+++ Exercise material +++

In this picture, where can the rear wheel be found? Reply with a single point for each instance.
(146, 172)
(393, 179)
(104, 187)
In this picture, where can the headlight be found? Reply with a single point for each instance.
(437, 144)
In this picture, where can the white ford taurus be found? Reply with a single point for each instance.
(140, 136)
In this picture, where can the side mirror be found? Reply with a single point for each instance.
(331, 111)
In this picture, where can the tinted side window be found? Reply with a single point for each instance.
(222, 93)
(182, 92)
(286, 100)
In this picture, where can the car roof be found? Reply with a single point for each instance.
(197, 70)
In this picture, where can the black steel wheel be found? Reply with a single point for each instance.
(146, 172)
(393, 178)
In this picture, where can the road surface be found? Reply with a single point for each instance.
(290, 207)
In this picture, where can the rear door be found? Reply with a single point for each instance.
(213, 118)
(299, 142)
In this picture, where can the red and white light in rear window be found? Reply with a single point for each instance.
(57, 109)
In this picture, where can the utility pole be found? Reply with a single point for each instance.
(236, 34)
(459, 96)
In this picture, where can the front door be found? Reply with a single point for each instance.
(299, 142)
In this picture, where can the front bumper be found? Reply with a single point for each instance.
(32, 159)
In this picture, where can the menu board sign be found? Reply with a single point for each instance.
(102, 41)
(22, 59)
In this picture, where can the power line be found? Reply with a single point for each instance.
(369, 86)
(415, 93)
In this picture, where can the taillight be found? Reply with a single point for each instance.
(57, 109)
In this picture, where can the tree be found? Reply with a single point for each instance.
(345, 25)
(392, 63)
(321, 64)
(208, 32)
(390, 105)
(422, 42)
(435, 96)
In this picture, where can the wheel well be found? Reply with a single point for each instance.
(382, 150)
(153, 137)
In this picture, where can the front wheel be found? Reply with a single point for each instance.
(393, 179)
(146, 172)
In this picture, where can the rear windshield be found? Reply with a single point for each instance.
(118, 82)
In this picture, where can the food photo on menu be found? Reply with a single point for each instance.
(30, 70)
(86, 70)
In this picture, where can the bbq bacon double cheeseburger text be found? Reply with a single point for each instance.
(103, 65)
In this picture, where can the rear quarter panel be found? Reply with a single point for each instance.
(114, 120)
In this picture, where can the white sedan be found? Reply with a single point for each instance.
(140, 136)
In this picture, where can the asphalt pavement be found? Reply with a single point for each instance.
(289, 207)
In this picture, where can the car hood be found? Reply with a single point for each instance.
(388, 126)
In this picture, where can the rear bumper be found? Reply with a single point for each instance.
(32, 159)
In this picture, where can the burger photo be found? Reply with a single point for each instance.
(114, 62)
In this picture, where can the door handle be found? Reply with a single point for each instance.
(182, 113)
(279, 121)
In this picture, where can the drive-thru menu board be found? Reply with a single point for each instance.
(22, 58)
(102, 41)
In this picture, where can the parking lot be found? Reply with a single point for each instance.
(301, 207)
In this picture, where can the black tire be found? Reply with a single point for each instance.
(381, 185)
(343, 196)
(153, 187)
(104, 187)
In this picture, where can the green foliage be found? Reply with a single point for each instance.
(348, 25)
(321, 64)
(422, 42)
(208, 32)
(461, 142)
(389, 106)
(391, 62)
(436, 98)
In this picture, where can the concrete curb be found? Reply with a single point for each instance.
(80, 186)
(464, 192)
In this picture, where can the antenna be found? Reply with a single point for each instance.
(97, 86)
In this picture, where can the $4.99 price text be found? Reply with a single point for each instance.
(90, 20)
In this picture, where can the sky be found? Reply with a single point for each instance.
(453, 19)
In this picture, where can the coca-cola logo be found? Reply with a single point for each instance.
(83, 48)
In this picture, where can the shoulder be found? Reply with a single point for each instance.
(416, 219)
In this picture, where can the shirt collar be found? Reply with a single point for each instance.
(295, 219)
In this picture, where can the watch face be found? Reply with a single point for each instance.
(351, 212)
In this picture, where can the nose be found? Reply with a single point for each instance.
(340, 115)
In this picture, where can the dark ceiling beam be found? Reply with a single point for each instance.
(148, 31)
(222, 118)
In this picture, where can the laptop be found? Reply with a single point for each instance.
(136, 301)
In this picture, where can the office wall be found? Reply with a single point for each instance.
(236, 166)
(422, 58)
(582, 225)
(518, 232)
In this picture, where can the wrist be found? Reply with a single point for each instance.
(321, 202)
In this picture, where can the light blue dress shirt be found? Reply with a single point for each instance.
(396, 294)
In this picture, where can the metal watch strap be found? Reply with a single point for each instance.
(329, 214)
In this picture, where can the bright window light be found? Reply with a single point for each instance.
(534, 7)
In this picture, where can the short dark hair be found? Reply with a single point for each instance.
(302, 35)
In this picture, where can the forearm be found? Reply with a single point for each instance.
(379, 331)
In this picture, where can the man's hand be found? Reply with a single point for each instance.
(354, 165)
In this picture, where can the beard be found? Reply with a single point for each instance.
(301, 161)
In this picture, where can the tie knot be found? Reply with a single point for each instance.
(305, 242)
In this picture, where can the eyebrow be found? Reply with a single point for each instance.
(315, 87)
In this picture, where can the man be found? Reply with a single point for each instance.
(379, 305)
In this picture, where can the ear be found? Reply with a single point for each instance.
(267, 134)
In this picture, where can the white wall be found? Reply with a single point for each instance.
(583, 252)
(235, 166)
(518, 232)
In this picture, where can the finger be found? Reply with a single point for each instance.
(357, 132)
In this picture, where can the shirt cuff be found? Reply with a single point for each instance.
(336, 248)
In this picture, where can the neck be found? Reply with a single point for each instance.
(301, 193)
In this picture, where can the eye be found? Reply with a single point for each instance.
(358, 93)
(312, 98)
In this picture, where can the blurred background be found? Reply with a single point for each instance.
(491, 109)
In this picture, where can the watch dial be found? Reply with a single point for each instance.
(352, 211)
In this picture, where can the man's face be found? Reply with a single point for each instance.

+++

Recast all of the material above as a Markdown table with two columns, Row and Entry. Number each line in order and leave out any blank lines.

| Row | Entry |
|---|---|
| 1 | In this picture, where can the rear wheel be found? Reply with a single point for each instance. |
| 2 | (146, 172) |
| 3 | (393, 179) |
| 4 | (104, 187) |
| 5 | In this picture, where can the headlight be found? Reply with a single point for each instance. |
| 6 | (437, 144) |
| 7 | In this picture, where can the white ford taurus be found? Reply with a single point for each instance. |
| 8 | (140, 136) |
| 9 | In this picture, where can the side mirror be found? Reply with a single point for each instance. |
| 10 | (331, 111) |
| 11 | In this picture, where can the tinted side window be found? Reply with a single point for each instance. |
| 12 | (222, 93) |
| 13 | (182, 92) |
| 14 | (286, 100) |
| 15 | In this picture, where can the car roof be found? Reply with a single point for each instance. |
| 16 | (197, 70) |
| 17 | In this picture, where can the black steel wheel be found? Reply with a single point for each instance. |
| 18 | (146, 172) |
| 19 | (393, 178) |
| 20 | In this picture, where can the road surface be found? Reply with a single point for each instance. |
| 21 | (290, 207) |
| 22 | In this picture, where can the rear door be found? Reply with a single point for each instance. |
| 23 | (213, 118) |
| 24 | (299, 142) |
| 25 | In this picture, where can the red and white light in rear window be found? Reply with a single point for each instance. |
| 26 | (57, 109) |
| 27 | In this picture, where can the utility pole be found? Reply with a single point for each instance. |
| 28 | (236, 34) |
| 29 | (459, 96) |
| 30 | In this picture, where can the front door be found? Reply with a single point for each instance. |
| 31 | (299, 142) |
| 32 | In this picture, where can the front bumper be found? Reply with a single point for each instance. |
| 33 | (32, 159) |
| 34 | In this picture, where can the menu board sign be found? Reply with a single point for each instance. |
| 35 | (102, 41) |
| 36 | (22, 59) |
| 37 | In this picture, where can the power line be found? Reply with a single point for each instance. |
| 38 | (369, 86) |
| 39 | (415, 93) |
| 40 | In this picture, where can the taillight be found? Reply with a single point for each instance. |
| 41 | (57, 109) |
| 42 | In this picture, where can the tree be found? Reply with a single point for each instance. |
| 43 | (345, 25) |
| 44 | (392, 63) |
| 45 | (321, 64) |
| 46 | (208, 32) |
| 47 | (390, 105) |
| 48 | (422, 42) |
| 49 | (435, 96) |
| 50 | In this picture, where can the wheel well be found? Reply with a single point for each instance. |
| 51 | (382, 150) |
| 52 | (153, 137) |
| 53 | In this picture, where can the front wheel be found? Reply with a single point for each instance. |
| 54 | (393, 179) |
| 55 | (146, 172) |
| 56 | In this picture, where can the rear windshield be found? Reply with a single point for each instance. |
| 57 | (118, 82) |
| 58 | In this picture, where can the food photo on menu be found? Reply with a single point for each instance. |
| 59 | (30, 70) |
| 60 | (86, 70) |
| 61 | In this picture, where can the bbq bacon double cheeseburger text be found? Reply with a single point for each instance. |
| 62 | (103, 65) |
| 63 | In this picture, where can the rear quarter panel be found? Reply with a single point for each instance. |
| 64 | (114, 120) |
| 65 | In this picture, where can the white sedan be found? Reply with a single point for each instance. |
| 66 | (140, 136) |
| 67 | In this picture, where can the asphalt pavement be found? Reply with a single point for each instance. |
| 68 | (289, 207) |
| 69 | In this picture, where can the car hood be found? Reply with a single point for each instance. |
| 70 | (388, 126) |
| 71 | In this picture, where can the rear bumper be found? Reply with a single point for each instance. |
| 72 | (32, 159) |
| 73 | In this picture, where can the burger photo be found? Reply with a single point for each instance. |
| 74 | (114, 62) |
| 75 | In this picture, where can the door handle be found? Reply with a single point for each instance. |
| 76 | (182, 113) |
| 77 | (279, 121) |
| 78 | In this picture, where can the drive-thru menu board be found? Reply with a single point for each instance. |
| 79 | (22, 58) |
| 80 | (102, 41) |
| 81 | In this picture, where can the parking lot be found? Reply with a single point for each instance. |
| 82 | (301, 207) |
| 83 | In this picture, where can the black tire be found? Reply with a single point for each instance. |
| 84 | (381, 185) |
| 85 | (343, 196) |
| 86 | (153, 187) |
| 87 | (104, 187) |
| 88 | In this picture, where can the green foliage be found? Reply with a single point for each instance. |
| 89 | (348, 25) |
| 90 | (321, 64) |
| 91 | (422, 42) |
| 92 | (208, 32) |
| 93 | (461, 142) |
| 94 | (389, 106) |
| 95 | (391, 62) |
| 96 | (436, 98) |
| 97 | In this picture, where can the concrete curb be found? Reply with a single point for each instance. |
| 98 | (80, 186) |
| 99 | (464, 192) |
| 100 | In this picture, where can the antenna be found? Reply with a single point for each instance. |
| 101 | (97, 86) |
| 102 | In this picture, where can the $4.99 price text be found? Reply with a single point for each instance. |
| 103 | (90, 20) |
| 104 | In this picture, where can the sky be found? Reply with a single point for each instance. |
| 105 | (453, 19) |
| 106 | In this picture, where can the coca-cola logo be found? Reply with a single point for each instance. |
| 107 | (83, 48) |
| 108 | In this picture, where can the shoulder be found? Reply with a single point for each instance. |
| 109 | (416, 219) |
| 110 | In this picture, where can the shirt collar be found? Reply with a single point for each instance. |
| 111 | (295, 219) |
| 112 | In this picture, where can the watch face be found? Reply with a single point for each instance. |
| 113 | (351, 212) |
| 114 | In this picture, where can the nose be found? Reply with a single point for each instance. |
| 115 | (340, 115) |
| 116 | In this picture, where can the dark ceiling beam be found? Reply with a single point for each instance. |
| 117 | (148, 31) |
| 118 | (222, 118) |
| 119 | In this picture, where can the laptop be found? Reply with a single point for each instance. |
| 120 | (136, 301) |
| 121 | In this picture, where can the office wall be found? Reply with a single point for each instance. |
| 122 | (236, 166) |
| 123 | (422, 58) |
| 124 | (582, 225) |
| 125 | (518, 232) |
| 126 | In this picture, where can the wrist be found? Reply with a single point for each instance. |
| 127 | (321, 202) |
| 128 | In this picture, where can the light blue dress shirt be found? Reply with a single point for each instance. |
| 129 | (396, 294) |
| 130 | In this picture, where can the metal watch strap be found? Reply with a single point for each instance. |
| 131 | (329, 214) |
| 132 | In this picture, where can the bright window light be found? Reply with a single point for each instance. |
| 133 | (534, 7) |
| 134 | In this picture, where can the short dark hair be found? Reply with a single point for each instance. |
| 135 | (302, 35) |
| 136 | In this picture, where can the forearm be found? Reply with a single point for each instance. |
| 137 | (379, 331) |
| 138 | In this picture, where can the man's hand be found? Reply with a single point for each instance. |
| 139 | (354, 165) |
| 140 | In this picture, where can the beard be found? Reply with a single point for each instance. |
| 141 | (301, 161) |
| 142 | In this picture, where can the tie knot be found? Reply with a single point for each instance. |
| 143 | (305, 242) |
| 144 | In this picture, where can the eyebrow be found? Reply with a single point for each instance. |
| 145 | (315, 87) |
| 146 | In this picture, where can the man be found? Reply with a single point for each instance. |
| 147 | (379, 305) |
| 148 | In this picture, where can the ear be found? Reply with a single point for each instance. |
| 149 | (267, 134) |
| 150 | In this picture, where can the white wall be found? Reply with a single point for each instance. |
| 151 | (583, 252) |
| 152 | (235, 166) |
| 153 | (518, 232) |
| 154 | In this picture, where can the finger be found? Reply with a single point for each instance. |
| 155 | (357, 132) |
| 156 | In this picture, where can the shirt cuff be found? Reply with a single point for each instance. |
| 157 | (336, 248) |
| 158 | In this picture, where can the neck be found? Reply with a single point for each instance. |
| 159 | (301, 193) |
| 160 | In this picture, where can the eye be found? Reply with a single point for each instance. |
| 161 | (358, 93) |
| 162 | (312, 98) |
| 163 | In this picture, where can the blurred background be found? Reply with a single point for each instance. |
| 164 | (491, 109) |
| 165 | In this picture, where can the watch dial be found? Reply with a single point for each instance. |
| 166 | (352, 211) |
| 167 | In this picture, where can the man's face be found? Reply with a single point for each instance. |